● **Directions**
Copy out the rows from the line containing "Could you point out the building" through the end of the rows, both ends included, swapping "drum strap" for "drum sling" wherever it appears and leaving everything else unchanged.

● **Data lines**
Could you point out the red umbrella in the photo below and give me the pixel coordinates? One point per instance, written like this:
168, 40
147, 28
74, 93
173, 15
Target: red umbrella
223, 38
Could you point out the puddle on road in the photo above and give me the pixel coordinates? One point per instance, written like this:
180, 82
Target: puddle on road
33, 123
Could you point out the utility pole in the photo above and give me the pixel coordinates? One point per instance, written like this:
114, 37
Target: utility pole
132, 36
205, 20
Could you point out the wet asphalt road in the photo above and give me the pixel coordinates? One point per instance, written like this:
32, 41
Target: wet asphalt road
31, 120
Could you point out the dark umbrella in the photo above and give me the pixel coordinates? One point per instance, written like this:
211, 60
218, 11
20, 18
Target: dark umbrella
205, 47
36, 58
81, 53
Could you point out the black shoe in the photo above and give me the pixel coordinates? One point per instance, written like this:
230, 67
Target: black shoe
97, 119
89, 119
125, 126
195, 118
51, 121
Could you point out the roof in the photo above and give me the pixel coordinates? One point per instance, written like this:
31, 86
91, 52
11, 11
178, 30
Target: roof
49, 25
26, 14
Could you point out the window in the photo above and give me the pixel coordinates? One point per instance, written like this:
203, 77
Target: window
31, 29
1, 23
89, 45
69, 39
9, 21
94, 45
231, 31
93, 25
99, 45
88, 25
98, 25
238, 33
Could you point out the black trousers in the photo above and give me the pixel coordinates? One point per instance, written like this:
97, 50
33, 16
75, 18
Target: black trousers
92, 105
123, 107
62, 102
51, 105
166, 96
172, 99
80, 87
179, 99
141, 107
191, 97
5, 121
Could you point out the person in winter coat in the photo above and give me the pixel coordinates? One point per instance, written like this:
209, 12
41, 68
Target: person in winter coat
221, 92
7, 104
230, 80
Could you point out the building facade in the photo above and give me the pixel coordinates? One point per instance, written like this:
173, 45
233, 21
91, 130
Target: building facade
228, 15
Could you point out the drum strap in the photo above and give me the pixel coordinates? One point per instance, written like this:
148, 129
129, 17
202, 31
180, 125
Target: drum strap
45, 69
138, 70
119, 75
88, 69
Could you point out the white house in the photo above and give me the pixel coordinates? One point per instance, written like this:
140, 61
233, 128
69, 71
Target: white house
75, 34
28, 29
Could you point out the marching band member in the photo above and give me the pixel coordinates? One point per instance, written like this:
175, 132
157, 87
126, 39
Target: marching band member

● **Correct response**
Could you point out the building facade in the photo above and give me the pixel coordinates? One point per instance, written like this:
173, 45
233, 21
91, 130
Target: building facade
228, 15
Could you point out the drum sling in the photo above and give me the pixel coordinates? One point per instance, written like this:
148, 129
129, 17
202, 31
180, 125
Target: drum sling
45, 69
138, 70
119, 75
88, 69
Could you point out the white house in the photo above and give me the pixel coordinates? One point per instance, written like this:
140, 61
233, 128
69, 71
Target: white house
75, 34
28, 29
Could you point out the marching band member in the photo above and give me the pixel coordinates? One point per instance, written like this:
175, 132
157, 87
126, 39
Target: marching band member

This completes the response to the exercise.